Your instructions:
Copy out all the records below word for word, leaving out the pictures.

Extracted information:
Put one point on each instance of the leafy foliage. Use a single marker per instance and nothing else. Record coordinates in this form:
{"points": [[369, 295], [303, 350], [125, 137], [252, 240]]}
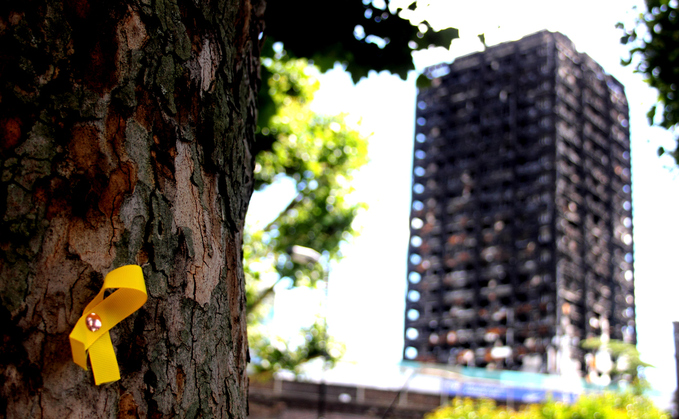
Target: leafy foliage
{"points": [[319, 153], [626, 361], [655, 40], [362, 36], [605, 406]]}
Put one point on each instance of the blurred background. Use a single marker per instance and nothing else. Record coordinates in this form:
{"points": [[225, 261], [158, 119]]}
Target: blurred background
{"points": [[366, 292]]}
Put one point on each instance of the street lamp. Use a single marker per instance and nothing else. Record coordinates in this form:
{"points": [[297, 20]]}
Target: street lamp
{"points": [[305, 256]]}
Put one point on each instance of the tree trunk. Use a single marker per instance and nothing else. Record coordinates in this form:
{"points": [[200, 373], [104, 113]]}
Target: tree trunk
{"points": [[126, 129]]}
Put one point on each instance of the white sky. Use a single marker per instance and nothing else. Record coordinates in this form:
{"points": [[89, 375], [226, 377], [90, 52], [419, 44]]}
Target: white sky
{"points": [[367, 289]]}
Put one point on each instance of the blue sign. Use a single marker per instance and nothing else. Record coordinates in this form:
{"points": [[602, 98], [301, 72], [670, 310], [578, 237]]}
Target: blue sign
{"points": [[477, 389]]}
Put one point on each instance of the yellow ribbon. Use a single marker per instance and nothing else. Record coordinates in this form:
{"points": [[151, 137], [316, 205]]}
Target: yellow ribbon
{"points": [[101, 315]]}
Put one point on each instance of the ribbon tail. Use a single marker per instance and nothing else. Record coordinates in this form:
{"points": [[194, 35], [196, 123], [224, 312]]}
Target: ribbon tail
{"points": [[103, 360]]}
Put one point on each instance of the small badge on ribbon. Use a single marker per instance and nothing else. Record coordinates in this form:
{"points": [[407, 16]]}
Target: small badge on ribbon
{"points": [[91, 332]]}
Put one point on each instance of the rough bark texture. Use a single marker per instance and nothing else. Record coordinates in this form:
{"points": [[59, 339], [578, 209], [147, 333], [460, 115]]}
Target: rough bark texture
{"points": [[125, 135]]}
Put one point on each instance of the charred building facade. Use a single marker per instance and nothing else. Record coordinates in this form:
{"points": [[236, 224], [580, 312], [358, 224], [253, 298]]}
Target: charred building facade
{"points": [[521, 219]]}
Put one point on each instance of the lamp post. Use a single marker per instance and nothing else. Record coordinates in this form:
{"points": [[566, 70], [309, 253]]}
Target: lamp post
{"points": [[304, 256]]}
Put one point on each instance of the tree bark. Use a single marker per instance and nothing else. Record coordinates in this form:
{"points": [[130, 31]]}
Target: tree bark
{"points": [[126, 130]]}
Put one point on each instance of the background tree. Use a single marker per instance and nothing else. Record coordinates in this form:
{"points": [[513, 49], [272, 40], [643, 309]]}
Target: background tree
{"points": [[319, 155], [627, 364], [654, 41]]}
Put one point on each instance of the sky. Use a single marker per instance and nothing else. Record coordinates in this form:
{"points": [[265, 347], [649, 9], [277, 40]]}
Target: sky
{"points": [[366, 295]]}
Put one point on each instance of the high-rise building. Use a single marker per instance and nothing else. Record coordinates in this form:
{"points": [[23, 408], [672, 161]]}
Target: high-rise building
{"points": [[521, 220]]}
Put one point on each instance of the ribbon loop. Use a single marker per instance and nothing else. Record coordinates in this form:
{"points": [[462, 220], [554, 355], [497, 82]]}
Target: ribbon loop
{"points": [[91, 332]]}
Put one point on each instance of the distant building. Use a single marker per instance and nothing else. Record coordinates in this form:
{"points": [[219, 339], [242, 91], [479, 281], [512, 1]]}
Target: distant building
{"points": [[521, 220]]}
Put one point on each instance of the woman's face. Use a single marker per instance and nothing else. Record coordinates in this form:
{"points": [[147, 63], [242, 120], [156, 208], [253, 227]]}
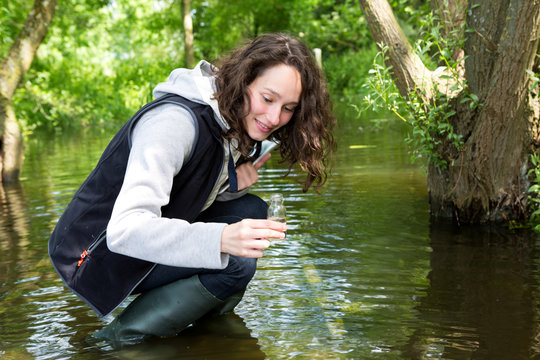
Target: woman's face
{"points": [[273, 97]]}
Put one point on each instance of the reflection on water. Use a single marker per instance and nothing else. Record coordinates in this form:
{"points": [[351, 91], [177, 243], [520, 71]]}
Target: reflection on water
{"points": [[363, 273]]}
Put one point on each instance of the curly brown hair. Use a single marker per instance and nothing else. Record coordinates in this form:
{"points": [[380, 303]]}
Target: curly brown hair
{"points": [[307, 138]]}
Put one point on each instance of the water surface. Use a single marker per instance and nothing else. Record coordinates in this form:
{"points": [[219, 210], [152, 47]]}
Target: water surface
{"points": [[363, 273]]}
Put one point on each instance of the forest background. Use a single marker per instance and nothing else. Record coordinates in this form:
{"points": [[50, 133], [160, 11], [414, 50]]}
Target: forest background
{"points": [[466, 82], [101, 58]]}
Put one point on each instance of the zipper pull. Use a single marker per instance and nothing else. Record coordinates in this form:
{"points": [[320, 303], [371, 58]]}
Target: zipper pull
{"points": [[83, 255]]}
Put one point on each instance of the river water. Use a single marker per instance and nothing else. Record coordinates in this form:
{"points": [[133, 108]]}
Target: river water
{"points": [[363, 273]]}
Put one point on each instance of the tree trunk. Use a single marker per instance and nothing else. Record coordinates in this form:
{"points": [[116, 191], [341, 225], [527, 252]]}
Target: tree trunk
{"points": [[12, 70], [487, 181], [188, 34], [408, 70]]}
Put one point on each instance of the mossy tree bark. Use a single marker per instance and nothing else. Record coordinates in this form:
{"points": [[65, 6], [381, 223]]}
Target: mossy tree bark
{"points": [[487, 181], [12, 70]]}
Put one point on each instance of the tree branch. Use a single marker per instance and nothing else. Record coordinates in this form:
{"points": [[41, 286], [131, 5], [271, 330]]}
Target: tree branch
{"points": [[22, 52]]}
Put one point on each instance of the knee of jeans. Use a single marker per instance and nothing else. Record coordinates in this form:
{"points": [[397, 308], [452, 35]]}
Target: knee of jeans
{"points": [[242, 269], [258, 207]]}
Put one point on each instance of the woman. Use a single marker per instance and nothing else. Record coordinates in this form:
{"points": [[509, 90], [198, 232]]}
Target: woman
{"points": [[166, 212]]}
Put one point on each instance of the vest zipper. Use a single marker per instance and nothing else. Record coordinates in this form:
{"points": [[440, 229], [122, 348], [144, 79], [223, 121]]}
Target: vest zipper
{"points": [[92, 246]]}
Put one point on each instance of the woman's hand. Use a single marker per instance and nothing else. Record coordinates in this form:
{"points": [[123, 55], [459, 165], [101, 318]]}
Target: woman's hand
{"points": [[246, 173], [249, 237]]}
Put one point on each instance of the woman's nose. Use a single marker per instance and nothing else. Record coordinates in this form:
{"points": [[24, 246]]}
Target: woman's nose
{"points": [[273, 115]]}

The result:
Put one point on each instance of the leafy foliage. Use a single marker per instance and nothing else. Record coordinates in this form:
{"points": [[369, 295], [303, 350], [125, 137], [252, 240]]}
Target: leafy foliage
{"points": [[319, 153], [626, 361], [655, 40], [362, 36], [605, 406]]}
Put one point on each instance of the blurred background. Use a single marker per instance and nothing else. Record coordinates in this form:
{"points": [[225, 261], [158, 119]]}
Target: blurred background
{"points": [[366, 292]]}
Put one point on each instance of the street lamp. Use a single marker per instance and nothing else. Record coordinates in this form:
{"points": [[297, 20]]}
Target: street lamp
{"points": [[305, 256]]}
Put one point on each instance of the tree trunk. Use a single marker per instance and nothing else. Record coordinates in this form:
{"points": [[200, 373], [104, 113]]}
Target: tree trunk
{"points": [[126, 129]]}
Put one point on each instance of the white sky. Use a single marker per instance and nothing else. Record coordinates in this form:
{"points": [[89, 375], [226, 377], [90, 52], [419, 44]]}
Target: white sky
{"points": [[367, 289]]}
Put one point on each instance of the blue sign. Use a single marker per instance and nothing else. Record coordinates in this form:
{"points": [[602, 98], [301, 72], [670, 310], [578, 237]]}
Target: blue sign
{"points": [[477, 389]]}
Put one point on each instance of the yellow ribbon. Use a single marker per instance and nothing else. Record coordinates in this form:
{"points": [[151, 137], [316, 205]]}
Target: yellow ribbon
{"points": [[101, 315]]}
Put one point on each instance of the ribbon tail. Use a single marker per instance and nothing else. Record coordinates in this form:
{"points": [[194, 35], [196, 123], [224, 312]]}
Target: ribbon tail
{"points": [[103, 360]]}
Put one point on each instance of the small badge on ribbon. Use a single marker per instance and nothing else. Record coordinates in this form:
{"points": [[407, 16]]}
Target: small badge on ribbon
{"points": [[91, 332]]}
Put one point on each instance of the rough bark texture. Use a single marker per instance and nothing else. Record coordinates in this form:
{"points": [[59, 339], [578, 209], [147, 333], [460, 115]]}
Target: rough bark texture
{"points": [[125, 135]]}
Put one point on each instance of the charred building facade. Use a single marker per instance and nothing else. Record coordinates in this form:
{"points": [[236, 224], [580, 312], [358, 224], [253, 298]]}
Target: charred building facade
{"points": [[521, 219]]}
Put one point on each instance of the lamp post. Use a single marker per instance and nothing else. Record coordinates in this form:
{"points": [[566, 70], [309, 253]]}
Target: lamp post
{"points": [[304, 256]]}
Put one point on each instance of the tree bark. Use a single marker per instance and nothing else. Record coordinates in this form:
{"points": [[130, 31]]}
Target: tree bark
{"points": [[126, 130]]}
Put one point on each instance of the background tree. Use a single marker per instance and nothing else. Record coordinates in this form:
{"points": [[513, 49], [272, 40], [643, 309]]}
Target: background tree
{"points": [[319, 155], [627, 364], [654, 41]]}
Put one point on each instance of the sky. Use a single marker per instance and nothing else. Record coordinates in this form:
{"points": [[265, 347], [649, 9], [277, 40]]}
Target: sky
{"points": [[366, 295]]}
Put one point on each instance of the high-rise building. Use a single marker per instance and nothing else. Record coordinates in this form:
{"points": [[23, 408], [672, 161]]}
Target: high-rise building
{"points": [[521, 220]]}
Put one point on each instance of the ribbon loop. Use a single marker per instance and nothing else. Record coordinates in this form:
{"points": [[462, 220], [554, 355], [497, 82]]}
Target: ribbon loop
{"points": [[91, 332]]}
Put one point on each instance of the distant building. Use a single marker per instance and nothing else. Record coordinates in this form:
{"points": [[219, 339], [242, 91], [479, 281], [512, 1]]}
Target: distant building
{"points": [[521, 220]]}
Put one point on each instance of the woman's face. Use a single marker per instance and nothing else. Record coordinates in this form:
{"points": [[147, 63], [242, 120], [156, 208], [253, 227]]}
Target: woman's face
{"points": [[273, 97]]}
Put one point on each instance of the reflection on water. Use a single marker per instance and nothing else. Record coordinates in this form:
{"points": [[351, 91], [177, 243], [520, 71]]}
Target: reflection on water
{"points": [[363, 273]]}
Put one point on each instance of the curly brown hair. Use a single marker per instance and nothing else. Record coordinates in this form:
{"points": [[380, 303]]}
Target: curly brown hair
{"points": [[307, 138]]}
Put one point on each instance of the water surface. Use a single marker per instance and nothing else. Record coordinates in this form:
{"points": [[219, 210], [152, 47]]}
Target: water surface
{"points": [[363, 273]]}
Put one point on each instance of the forest background. Use a single marker per instance and nothing else. Record coordinates in this form:
{"points": [[50, 133], [160, 11], [414, 50]]}
Target: forest background
{"points": [[466, 82], [101, 58]]}
Put one point on each instance of the zipper pull. Use a single marker per instance and nothing else. Record coordinates in this form:
{"points": [[320, 303], [371, 58]]}
Target: zipper pull
{"points": [[83, 255]]}
Put one point on each instance of the river water. Use a single marker per instance and nothing else. Record coordinates in this form:
{"points": [[133, 108]]}
Target: river water
{"points": [[363, 273]]}
Put one point on each instance of the tree trunk. Use a single marker per instance and nothing else. Record coordinates in this form:
{"points": [[116, 191], [341, 225], [527, 252]]}
Target: tree trunk
{"points": [[12, 70], [487, 181], [188, 34], [408, 70]]}
Put one point on each instance of the mossy tree bark. Use a single marker per instance and nothing else. Record coordinates in this form:
{"points": [[65, 6], [381, 223]]}
Target: mossy tree bark
{"points": [[487, 181], [12, 70]]}
Put one point on each instance of the tree branch. Use a single marker per instance and nothing else. Record coordinates in this form:
{"points": [[41, 286], [131, 5], [271, 330]]}
Target: tree branch
{"points": [[22, 52]]}
Put one point on each instance of the knee of jeans. Use a single marker per instance and nothing else. Record coordinates in this form:
{"points": [[397, 308], [452, 35]]}
Target: knee of jeans
{"points": [[242, 269], [258, 207]]}
Put one point on each instance of the woman. Use a single marker per instance and nothing else. Record coordinates in this form:
{"points": [[509, 90], [198, 232]]}
Target: woman
{"points": [[166, 212]]}
Put one point on each instance of the vest zipper. Use a single marker per instance and nothing else. Record coordinates in this form:
{"points": [[440, 229], [122, 348], [144, 79], [223, 121]]}
Target: vest zipper
{"points": [[92, 246]]}
Put one point on each instance of the woman's hand. Use a single marker per instance and nothing else. Record coordinates in this form:
{"points": [[123, 55], [459, 165], [101, 318]]}
Target: woman's hand
{"points": [[246, 173], [249, 237]]}
Put one point on each instance of the woman's nose. Use a single marker per instance and nothing else. Record coordinates in this form:
{"points": [[24, 246]]}
Target: woman's nose
{"points": [[273, 115]]}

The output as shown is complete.